> What is needed: Select every line of the data below that contains the string "background", and copy each one out. Case matters.

(Coordinate annotation entries)
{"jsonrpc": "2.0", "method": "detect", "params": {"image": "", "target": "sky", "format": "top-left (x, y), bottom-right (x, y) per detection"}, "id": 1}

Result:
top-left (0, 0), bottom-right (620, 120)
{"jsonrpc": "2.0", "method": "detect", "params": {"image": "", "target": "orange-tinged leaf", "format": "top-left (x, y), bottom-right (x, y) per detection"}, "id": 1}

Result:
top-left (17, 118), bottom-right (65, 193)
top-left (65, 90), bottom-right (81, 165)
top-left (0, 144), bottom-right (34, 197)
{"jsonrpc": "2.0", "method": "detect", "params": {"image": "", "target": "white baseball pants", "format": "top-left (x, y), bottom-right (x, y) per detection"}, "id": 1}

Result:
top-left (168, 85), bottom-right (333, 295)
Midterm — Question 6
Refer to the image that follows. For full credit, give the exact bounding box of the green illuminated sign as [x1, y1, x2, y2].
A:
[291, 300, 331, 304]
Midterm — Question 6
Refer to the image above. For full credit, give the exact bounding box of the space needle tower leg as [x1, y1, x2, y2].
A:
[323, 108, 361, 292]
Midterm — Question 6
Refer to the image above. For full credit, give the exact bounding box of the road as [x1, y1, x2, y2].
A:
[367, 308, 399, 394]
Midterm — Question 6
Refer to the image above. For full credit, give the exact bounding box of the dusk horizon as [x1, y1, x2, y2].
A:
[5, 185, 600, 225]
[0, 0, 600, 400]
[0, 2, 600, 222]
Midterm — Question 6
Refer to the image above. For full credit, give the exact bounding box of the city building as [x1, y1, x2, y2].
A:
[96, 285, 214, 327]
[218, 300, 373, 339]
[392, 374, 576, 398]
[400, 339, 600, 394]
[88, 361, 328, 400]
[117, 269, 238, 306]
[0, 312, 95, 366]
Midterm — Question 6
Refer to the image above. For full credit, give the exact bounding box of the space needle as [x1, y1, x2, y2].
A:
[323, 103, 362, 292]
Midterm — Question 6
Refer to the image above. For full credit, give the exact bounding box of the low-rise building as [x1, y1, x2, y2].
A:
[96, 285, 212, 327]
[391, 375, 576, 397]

---

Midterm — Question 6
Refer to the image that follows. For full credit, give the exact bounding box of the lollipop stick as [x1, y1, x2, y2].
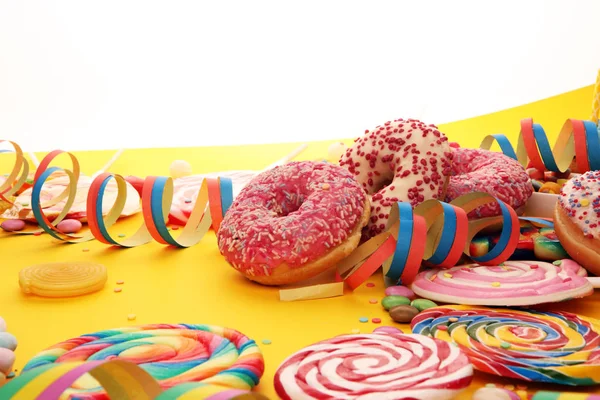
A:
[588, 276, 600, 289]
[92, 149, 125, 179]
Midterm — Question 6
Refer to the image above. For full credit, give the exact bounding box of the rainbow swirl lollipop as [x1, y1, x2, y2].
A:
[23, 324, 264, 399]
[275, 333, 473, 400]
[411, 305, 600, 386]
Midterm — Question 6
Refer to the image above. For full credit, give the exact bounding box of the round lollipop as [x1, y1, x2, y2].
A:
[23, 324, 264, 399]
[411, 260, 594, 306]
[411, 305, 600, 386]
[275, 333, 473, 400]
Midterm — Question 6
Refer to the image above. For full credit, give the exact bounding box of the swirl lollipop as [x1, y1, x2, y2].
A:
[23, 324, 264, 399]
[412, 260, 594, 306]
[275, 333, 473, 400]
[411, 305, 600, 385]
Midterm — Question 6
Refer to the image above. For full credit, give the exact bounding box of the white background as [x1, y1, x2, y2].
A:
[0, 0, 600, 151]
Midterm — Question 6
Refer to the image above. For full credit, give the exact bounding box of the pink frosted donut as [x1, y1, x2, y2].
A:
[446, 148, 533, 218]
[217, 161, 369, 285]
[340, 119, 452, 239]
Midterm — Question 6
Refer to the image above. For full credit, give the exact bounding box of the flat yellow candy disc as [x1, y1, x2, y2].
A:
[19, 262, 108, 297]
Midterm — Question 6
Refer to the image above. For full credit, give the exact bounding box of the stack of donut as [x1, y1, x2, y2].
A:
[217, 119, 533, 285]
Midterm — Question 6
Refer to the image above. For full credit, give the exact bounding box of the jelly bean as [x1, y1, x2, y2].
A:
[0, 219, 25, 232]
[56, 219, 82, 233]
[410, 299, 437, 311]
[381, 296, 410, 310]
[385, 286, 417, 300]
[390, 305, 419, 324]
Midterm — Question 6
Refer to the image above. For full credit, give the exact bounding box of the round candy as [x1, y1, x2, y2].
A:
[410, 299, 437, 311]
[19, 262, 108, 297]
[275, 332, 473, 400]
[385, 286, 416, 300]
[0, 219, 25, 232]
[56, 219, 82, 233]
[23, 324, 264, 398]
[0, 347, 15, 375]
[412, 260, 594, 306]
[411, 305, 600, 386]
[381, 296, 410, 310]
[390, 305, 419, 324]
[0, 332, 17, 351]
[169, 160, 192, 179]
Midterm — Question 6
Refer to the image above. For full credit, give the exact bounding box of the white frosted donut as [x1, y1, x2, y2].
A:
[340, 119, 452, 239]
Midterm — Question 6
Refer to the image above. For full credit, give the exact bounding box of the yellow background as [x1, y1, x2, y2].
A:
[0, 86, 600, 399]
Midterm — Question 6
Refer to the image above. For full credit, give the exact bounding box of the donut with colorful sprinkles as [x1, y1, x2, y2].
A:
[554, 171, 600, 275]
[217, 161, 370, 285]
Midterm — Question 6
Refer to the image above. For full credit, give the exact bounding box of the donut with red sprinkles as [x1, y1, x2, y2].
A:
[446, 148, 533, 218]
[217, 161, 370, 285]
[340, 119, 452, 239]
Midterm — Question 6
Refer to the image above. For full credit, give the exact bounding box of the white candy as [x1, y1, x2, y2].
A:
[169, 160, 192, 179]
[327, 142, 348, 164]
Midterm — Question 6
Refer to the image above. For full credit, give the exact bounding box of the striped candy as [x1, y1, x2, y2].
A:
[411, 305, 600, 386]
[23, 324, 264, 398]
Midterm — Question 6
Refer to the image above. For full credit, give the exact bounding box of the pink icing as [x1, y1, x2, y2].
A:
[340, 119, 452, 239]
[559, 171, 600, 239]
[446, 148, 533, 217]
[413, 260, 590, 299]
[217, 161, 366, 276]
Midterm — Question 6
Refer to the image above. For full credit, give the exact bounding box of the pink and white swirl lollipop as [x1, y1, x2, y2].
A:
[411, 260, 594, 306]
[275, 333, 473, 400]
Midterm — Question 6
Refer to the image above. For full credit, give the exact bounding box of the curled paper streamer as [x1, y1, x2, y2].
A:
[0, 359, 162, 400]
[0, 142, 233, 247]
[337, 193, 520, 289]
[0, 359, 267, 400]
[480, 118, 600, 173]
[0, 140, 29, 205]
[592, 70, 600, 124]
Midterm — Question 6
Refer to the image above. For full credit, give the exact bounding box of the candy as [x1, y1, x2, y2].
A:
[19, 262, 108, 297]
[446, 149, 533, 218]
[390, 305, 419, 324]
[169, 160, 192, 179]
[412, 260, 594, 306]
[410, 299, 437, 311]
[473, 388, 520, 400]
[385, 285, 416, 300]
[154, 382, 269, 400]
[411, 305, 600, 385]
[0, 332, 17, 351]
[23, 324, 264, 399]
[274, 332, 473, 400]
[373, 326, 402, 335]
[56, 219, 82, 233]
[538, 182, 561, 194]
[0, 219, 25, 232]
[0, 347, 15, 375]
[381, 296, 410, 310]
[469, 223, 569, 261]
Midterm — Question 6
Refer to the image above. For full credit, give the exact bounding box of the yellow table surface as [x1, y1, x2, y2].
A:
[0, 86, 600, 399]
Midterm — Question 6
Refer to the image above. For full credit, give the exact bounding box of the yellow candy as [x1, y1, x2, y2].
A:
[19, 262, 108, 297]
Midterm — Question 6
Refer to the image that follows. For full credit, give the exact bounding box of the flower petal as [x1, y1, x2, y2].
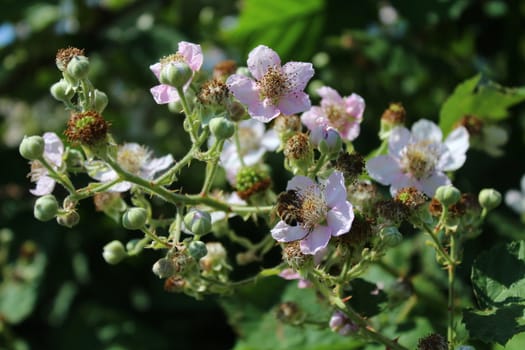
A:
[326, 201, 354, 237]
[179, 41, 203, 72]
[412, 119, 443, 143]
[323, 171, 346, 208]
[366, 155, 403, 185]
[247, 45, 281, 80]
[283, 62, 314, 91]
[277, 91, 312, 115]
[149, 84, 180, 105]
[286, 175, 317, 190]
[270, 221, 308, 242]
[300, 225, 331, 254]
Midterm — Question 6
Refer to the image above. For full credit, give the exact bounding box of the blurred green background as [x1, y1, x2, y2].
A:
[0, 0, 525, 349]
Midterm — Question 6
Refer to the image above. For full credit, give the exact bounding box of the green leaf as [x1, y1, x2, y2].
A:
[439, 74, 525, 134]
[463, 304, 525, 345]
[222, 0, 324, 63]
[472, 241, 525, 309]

* * *

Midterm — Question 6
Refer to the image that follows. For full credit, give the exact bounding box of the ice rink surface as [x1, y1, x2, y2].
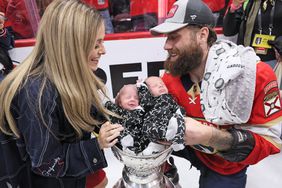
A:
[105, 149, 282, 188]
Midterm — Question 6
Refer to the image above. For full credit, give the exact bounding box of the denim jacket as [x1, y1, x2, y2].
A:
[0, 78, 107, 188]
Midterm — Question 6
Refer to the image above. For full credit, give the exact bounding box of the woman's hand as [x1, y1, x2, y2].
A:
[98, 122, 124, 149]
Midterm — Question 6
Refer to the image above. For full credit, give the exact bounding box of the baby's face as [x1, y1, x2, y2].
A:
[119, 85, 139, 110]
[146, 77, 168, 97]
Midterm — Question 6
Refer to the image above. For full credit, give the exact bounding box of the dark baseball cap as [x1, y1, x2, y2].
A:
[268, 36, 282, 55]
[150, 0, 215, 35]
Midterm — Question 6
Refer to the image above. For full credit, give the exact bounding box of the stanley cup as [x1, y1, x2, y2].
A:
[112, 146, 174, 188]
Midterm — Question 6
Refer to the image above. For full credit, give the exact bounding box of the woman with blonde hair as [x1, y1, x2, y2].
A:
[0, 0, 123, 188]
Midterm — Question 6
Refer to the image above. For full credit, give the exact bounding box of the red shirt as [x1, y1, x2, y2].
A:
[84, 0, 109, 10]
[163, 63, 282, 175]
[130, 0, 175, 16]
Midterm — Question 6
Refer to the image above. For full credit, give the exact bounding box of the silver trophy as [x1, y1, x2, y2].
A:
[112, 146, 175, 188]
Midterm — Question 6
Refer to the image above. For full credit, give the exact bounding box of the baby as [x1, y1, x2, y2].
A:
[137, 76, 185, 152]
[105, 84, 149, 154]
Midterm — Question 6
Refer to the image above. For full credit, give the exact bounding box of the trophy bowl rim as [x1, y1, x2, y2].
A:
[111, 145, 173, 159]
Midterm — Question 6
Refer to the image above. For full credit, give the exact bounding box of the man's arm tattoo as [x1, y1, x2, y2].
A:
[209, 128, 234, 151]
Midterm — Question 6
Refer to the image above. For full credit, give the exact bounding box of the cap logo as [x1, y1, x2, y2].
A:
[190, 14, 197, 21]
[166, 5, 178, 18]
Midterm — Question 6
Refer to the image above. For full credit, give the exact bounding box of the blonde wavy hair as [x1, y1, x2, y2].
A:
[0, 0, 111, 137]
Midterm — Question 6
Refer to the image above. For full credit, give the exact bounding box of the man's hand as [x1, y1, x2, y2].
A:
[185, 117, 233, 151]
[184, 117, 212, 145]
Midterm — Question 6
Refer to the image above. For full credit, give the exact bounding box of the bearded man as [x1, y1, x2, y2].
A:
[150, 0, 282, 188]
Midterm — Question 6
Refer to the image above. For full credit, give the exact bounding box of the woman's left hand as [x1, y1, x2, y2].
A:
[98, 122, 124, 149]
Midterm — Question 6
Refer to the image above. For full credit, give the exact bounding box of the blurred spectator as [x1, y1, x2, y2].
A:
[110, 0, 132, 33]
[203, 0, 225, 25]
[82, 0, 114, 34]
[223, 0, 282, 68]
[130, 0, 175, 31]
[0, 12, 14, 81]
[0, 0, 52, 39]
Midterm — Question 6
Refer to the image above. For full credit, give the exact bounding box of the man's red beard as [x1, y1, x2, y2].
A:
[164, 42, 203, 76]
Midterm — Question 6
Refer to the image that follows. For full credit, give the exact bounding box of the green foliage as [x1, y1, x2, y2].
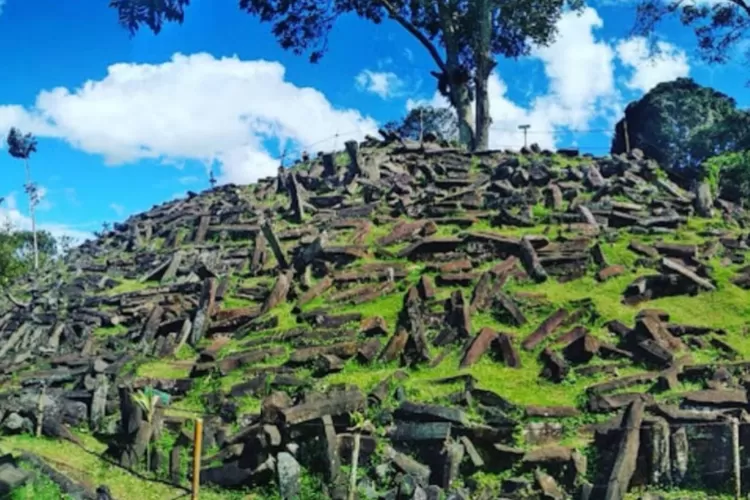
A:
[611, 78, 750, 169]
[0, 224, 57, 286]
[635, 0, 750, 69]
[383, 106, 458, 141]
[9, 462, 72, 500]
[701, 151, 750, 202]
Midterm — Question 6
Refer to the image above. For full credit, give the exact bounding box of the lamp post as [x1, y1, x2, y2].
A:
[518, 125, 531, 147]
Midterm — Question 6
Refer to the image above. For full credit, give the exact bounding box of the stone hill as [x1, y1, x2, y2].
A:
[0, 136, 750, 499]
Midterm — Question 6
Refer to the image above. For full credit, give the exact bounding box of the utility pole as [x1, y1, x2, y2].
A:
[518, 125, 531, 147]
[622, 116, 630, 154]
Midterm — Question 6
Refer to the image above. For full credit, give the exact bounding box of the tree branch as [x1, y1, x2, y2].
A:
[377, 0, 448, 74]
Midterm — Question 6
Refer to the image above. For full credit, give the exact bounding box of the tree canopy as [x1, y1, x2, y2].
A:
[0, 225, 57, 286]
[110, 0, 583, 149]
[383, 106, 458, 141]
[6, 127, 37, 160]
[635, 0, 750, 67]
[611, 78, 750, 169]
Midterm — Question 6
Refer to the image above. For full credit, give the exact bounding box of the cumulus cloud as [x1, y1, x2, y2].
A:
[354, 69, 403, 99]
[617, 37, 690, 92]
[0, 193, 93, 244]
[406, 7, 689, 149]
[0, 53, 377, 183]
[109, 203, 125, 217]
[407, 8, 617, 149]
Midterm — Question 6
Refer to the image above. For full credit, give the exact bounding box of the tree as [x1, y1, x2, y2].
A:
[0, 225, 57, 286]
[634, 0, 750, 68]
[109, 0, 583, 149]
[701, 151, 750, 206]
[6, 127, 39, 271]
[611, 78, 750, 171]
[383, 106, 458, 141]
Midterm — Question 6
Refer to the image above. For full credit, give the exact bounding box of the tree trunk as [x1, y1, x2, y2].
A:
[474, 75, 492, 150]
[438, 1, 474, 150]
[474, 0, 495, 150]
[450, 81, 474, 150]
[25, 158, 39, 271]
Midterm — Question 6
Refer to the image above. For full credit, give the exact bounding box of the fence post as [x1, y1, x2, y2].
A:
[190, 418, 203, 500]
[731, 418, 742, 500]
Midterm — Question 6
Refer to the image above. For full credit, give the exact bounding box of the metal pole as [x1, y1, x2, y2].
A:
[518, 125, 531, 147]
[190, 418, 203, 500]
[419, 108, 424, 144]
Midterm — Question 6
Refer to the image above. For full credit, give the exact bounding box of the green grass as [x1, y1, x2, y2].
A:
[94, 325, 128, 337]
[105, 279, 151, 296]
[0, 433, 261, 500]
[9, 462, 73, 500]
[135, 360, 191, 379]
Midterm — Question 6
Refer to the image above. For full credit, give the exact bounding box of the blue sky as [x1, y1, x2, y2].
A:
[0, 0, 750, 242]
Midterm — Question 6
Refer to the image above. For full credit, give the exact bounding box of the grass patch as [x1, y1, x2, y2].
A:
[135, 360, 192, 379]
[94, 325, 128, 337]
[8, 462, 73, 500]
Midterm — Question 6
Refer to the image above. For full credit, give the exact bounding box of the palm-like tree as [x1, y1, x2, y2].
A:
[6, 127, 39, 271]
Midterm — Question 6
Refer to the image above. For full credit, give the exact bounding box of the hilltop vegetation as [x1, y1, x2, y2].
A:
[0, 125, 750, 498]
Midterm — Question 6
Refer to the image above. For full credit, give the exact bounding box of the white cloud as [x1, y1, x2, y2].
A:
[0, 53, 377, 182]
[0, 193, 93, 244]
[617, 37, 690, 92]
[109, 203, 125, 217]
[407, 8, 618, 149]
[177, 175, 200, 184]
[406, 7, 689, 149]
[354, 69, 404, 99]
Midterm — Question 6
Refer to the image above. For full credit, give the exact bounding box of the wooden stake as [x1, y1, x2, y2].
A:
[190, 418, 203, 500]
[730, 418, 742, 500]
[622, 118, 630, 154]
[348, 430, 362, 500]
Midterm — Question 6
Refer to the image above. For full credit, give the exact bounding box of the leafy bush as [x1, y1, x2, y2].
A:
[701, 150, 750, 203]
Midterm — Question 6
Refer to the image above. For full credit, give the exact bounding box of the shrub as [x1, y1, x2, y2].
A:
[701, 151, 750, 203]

> Answer below:
Refer to the image above. For full credit, give the exact bounding box of the white background as [x1, y1, x2, y2].
Refer to the image above. For full credit, give the exact bounding box of the yellow background as [x1, y1, x2, y2].
Refer to the image above. For full credit, give the exact bounding box of the blurred green background as [x1, y1, x2, y2].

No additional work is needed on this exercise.